Copy the rows from the line containing "Is any interior" through the line containing "[[480, 166, 511, 248]]", both included, keeping every line and request as they are. Scale each bounding-box coordinate in the answers by 1.55 and round to whole numbers with halves going up, then give only those lines.
▬▬▬▬▬▬
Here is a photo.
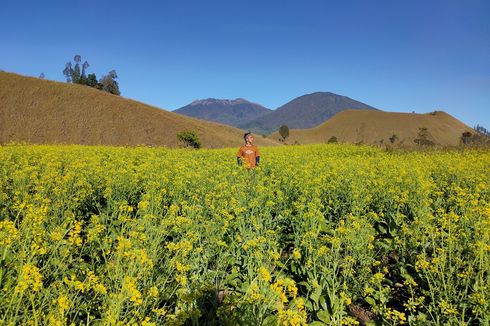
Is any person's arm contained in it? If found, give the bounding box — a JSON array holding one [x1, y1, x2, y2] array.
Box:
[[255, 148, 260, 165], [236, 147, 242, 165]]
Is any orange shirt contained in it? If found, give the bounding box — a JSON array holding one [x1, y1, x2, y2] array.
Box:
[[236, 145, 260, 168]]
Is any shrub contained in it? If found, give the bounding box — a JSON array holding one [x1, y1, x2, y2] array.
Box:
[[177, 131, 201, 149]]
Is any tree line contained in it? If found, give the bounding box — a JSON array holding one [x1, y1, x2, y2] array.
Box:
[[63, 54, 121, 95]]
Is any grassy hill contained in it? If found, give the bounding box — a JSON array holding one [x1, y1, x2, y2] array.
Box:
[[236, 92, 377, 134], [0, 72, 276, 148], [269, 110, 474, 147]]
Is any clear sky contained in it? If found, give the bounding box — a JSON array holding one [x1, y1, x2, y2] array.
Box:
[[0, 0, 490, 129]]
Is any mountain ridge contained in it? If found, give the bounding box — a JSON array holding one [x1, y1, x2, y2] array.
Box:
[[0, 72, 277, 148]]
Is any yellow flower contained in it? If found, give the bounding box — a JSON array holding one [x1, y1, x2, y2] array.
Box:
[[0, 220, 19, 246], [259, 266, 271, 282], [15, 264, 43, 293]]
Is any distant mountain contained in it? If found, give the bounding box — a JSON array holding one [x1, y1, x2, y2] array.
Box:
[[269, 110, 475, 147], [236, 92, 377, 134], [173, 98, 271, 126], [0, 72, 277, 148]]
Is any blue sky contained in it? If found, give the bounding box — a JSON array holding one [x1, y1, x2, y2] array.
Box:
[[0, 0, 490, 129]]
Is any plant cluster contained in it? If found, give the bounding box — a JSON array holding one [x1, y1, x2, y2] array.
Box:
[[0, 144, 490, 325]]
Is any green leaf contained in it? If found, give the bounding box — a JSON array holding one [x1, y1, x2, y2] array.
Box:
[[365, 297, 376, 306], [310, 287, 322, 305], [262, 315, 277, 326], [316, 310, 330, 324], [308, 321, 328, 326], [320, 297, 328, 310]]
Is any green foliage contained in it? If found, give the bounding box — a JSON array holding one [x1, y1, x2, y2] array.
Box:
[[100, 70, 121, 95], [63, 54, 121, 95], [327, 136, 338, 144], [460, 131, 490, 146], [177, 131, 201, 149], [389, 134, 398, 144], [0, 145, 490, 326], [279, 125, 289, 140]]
▬▬▬▬▬▬
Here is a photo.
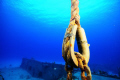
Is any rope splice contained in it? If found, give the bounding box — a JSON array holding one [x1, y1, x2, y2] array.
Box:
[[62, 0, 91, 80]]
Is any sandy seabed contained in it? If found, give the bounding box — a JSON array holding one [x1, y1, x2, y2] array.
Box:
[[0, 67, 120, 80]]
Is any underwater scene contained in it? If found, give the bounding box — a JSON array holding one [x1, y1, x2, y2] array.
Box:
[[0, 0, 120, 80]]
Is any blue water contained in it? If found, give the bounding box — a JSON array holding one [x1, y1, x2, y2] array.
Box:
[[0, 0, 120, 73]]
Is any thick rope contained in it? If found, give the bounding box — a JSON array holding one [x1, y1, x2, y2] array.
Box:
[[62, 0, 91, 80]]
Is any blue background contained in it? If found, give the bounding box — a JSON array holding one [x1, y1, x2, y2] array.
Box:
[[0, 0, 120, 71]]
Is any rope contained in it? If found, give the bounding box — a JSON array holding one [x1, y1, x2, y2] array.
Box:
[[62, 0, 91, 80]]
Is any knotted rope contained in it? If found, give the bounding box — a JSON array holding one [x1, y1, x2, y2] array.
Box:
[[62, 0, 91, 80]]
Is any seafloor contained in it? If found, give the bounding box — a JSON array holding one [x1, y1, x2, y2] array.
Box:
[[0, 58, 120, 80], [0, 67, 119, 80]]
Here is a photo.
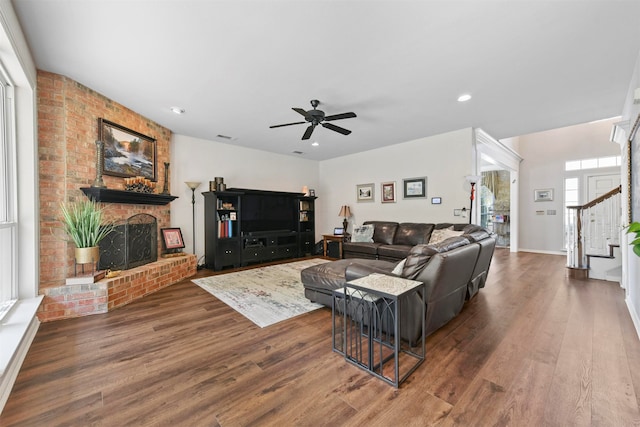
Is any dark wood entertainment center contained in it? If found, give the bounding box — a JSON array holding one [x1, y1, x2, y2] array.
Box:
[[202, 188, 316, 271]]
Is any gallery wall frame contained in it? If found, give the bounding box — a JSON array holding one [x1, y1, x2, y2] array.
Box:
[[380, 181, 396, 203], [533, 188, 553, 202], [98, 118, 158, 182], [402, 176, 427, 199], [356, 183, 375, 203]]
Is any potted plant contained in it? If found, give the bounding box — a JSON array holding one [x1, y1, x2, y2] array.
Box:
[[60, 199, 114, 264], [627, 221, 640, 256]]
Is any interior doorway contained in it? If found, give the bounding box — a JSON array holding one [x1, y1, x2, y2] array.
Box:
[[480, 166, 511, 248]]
▬▬▬▬▬▬
Complete output
Is any interior doorway contained in it? If found, give the bounding box — a JSON array holding one [x1, y1, x2, y2] array.
Box:
[[744, 257, 792, 384]]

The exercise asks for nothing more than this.